Realistically, food safety cannot be assessed when food is being sold; at that point the horse would have already gone through the gate. Consider the cost impact to a food business if this reactive approach was taken: Loss due to wasted raw materials, production time and production cost. Just to be clear, there are benefits to be derived from end product testing, which includes checking if control measures were effective. However, to reduce or prevent loss to a food business, a proactive approach is important.

Increasingly people have been demanding more from the food they consume, including assurance that food is safe and of good quality. Additionally, there has been an increase in the regulatory, statutory and market requirements of the food trade. A main part of governmental responsibility is the protection of its people, under which falls food safety. Some examples of regulatory and statutory requirements are: the Public Health (Food Handling) Regulations, 1998 and the Jamaican Standard Specification for Processed Food (General). Meanwhile, for some of our major international trading partners, there are the Food Safety Modernization Act (USA), Safe Foods for Canadians Act (Canada) and General Food Law Regulation (Europe). What is common among them all is that food safety is the responsibility of the food business operator.

Food safety testing is a part of the preventive approach that is used to meet these increasing demands, so as to give an assurance of food safety. These tests include those for chemical, physical and biological hazards. Food safety testing can provide information about the quality of the food production environment; how effective the hygiene and sanitation programme is, and identify possible hot spots before they cause a problem. When considering food safety testing a food business operator must make an analytical decision as to which laboratory to use. Part of this decision-making includes what is the market requirement; for the most part this will be a test result from an accredited laboratory.

▶ [DATA EXCERPTS]:
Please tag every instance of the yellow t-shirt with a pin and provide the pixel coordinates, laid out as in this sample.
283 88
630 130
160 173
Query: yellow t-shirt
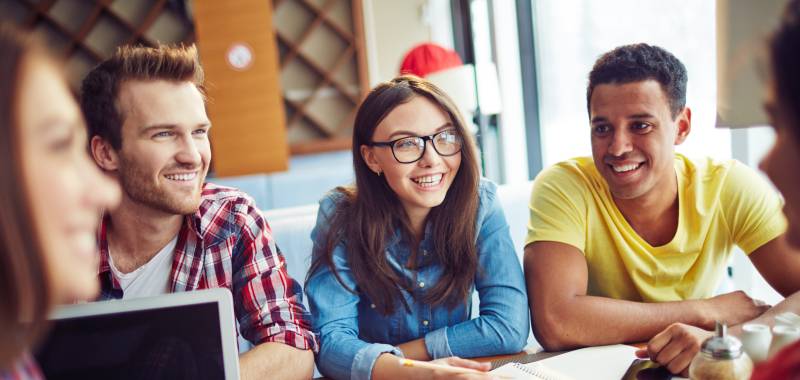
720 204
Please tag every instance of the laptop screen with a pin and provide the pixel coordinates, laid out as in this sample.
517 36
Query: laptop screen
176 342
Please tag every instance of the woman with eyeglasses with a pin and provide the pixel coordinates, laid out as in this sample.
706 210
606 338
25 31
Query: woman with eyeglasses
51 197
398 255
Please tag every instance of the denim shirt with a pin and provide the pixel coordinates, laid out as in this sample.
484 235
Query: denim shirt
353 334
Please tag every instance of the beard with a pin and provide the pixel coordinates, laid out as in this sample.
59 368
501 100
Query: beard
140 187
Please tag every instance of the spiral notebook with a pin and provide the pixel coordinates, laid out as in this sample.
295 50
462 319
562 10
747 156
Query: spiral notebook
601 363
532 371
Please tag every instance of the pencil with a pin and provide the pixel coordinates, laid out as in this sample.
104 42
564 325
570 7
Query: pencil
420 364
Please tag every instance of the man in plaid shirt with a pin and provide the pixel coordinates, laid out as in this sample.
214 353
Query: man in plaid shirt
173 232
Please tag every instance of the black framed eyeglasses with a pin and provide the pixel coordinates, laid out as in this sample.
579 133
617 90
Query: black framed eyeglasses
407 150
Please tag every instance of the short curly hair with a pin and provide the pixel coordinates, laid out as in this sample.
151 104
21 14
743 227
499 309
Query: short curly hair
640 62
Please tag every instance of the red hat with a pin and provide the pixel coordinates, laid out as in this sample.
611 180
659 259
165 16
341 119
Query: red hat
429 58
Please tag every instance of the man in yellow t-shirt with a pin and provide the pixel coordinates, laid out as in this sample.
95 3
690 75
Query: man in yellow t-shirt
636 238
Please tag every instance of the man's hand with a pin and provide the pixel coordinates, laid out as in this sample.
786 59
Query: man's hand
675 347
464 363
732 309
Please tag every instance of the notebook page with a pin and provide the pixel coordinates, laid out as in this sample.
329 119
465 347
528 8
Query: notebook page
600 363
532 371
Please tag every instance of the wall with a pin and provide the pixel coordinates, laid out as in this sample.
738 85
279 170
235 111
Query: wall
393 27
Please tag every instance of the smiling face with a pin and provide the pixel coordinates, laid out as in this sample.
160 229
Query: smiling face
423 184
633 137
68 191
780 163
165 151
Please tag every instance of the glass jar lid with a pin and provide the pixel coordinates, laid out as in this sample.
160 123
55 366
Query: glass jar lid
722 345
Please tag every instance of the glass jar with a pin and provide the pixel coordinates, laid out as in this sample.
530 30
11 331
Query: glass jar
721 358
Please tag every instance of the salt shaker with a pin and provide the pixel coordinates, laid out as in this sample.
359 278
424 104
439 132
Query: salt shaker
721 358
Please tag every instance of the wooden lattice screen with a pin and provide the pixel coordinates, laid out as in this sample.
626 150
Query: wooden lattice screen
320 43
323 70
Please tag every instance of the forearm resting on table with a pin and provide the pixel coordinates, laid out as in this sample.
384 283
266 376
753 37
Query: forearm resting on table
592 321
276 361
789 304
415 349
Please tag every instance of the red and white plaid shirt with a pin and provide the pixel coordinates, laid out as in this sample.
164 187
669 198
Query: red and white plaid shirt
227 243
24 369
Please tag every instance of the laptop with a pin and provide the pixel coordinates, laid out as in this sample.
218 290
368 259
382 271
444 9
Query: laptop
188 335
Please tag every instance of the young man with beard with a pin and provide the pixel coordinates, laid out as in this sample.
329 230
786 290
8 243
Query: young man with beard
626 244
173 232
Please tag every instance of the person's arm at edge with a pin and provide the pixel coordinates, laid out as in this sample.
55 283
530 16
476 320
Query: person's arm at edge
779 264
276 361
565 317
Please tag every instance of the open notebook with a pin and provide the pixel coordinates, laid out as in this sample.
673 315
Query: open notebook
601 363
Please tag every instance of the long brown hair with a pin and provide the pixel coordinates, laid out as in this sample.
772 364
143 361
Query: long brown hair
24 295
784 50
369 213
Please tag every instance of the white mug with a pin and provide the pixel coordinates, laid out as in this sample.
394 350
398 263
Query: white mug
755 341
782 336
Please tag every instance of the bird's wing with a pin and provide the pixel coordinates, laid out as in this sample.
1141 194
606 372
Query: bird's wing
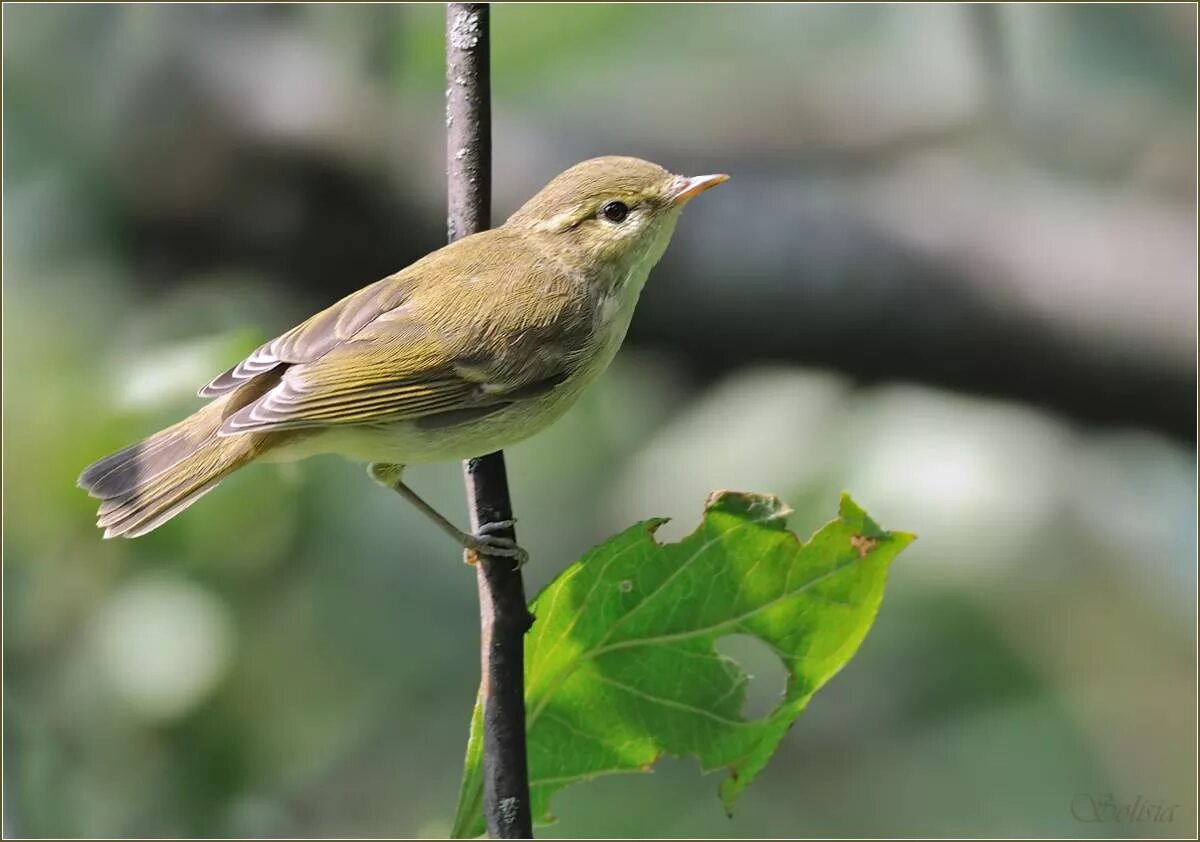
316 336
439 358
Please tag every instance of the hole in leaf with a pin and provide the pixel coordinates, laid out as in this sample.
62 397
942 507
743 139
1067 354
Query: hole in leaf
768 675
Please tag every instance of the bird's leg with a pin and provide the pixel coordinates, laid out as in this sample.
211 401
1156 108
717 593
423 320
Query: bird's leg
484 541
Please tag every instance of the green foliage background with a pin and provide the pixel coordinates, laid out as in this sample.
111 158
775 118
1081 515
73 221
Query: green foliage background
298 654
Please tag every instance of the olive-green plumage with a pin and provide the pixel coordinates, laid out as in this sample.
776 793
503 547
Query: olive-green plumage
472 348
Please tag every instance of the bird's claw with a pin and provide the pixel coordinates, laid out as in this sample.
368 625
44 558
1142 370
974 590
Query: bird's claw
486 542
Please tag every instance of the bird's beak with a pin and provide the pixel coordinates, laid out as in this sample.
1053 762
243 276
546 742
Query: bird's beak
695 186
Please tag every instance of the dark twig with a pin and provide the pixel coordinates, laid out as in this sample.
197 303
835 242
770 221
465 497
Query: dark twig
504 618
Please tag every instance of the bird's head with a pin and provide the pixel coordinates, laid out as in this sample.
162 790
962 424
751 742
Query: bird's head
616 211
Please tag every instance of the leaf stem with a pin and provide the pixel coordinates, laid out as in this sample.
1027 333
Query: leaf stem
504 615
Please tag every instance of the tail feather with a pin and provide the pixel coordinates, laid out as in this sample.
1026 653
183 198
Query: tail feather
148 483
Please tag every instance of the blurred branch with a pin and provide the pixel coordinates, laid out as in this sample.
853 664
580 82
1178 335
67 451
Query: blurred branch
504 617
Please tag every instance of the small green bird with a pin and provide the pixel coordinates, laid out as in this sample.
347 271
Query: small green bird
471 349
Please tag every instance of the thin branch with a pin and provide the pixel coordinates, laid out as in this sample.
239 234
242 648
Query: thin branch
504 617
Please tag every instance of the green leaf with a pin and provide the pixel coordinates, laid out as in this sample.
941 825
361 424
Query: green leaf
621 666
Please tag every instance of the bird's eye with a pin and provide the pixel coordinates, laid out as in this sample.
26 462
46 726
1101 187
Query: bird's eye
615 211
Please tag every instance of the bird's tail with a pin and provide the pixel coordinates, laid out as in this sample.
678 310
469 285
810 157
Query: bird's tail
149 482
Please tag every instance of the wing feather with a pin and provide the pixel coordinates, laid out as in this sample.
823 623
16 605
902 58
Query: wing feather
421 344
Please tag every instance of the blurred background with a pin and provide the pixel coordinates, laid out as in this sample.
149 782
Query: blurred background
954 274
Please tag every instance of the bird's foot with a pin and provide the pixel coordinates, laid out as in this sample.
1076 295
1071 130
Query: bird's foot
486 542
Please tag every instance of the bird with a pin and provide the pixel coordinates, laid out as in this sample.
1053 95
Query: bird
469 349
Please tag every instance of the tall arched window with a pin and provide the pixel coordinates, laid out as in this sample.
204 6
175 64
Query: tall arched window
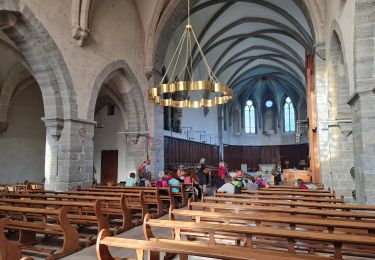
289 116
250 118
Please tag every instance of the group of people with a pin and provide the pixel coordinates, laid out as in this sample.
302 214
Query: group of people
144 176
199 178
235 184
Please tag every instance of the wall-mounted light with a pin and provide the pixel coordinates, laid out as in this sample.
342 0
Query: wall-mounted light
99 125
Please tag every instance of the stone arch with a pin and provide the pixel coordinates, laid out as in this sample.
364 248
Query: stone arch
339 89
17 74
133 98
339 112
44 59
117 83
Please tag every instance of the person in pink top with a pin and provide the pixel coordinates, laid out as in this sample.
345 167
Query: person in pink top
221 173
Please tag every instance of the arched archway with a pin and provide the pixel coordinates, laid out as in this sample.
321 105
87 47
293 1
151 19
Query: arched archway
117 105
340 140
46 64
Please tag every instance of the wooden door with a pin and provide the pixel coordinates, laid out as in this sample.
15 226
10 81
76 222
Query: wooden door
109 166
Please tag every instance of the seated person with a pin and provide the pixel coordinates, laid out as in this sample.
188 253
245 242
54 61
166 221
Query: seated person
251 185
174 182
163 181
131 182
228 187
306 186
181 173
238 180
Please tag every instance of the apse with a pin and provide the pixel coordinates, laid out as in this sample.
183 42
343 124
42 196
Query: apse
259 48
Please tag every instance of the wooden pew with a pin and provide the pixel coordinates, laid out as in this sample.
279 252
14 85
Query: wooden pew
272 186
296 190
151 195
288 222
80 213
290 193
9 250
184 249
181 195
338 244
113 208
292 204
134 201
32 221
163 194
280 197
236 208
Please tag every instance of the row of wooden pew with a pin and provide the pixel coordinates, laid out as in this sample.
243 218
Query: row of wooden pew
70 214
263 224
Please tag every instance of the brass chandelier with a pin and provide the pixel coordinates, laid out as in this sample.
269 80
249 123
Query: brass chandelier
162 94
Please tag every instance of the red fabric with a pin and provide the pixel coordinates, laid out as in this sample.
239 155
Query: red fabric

▶ [ASSIGNED TASK]:
According to the text on food safety testing, why is a proactive approach important for a food business? Answer in one to three sentences.

▶ [REPLY]:
Food safety cannot realistically be assessed when food is being sold, because by then it is already too late. A reactive approach would cost the business wasted raw materials, production time and production cost. A proactive approach reduces or prevents that loss.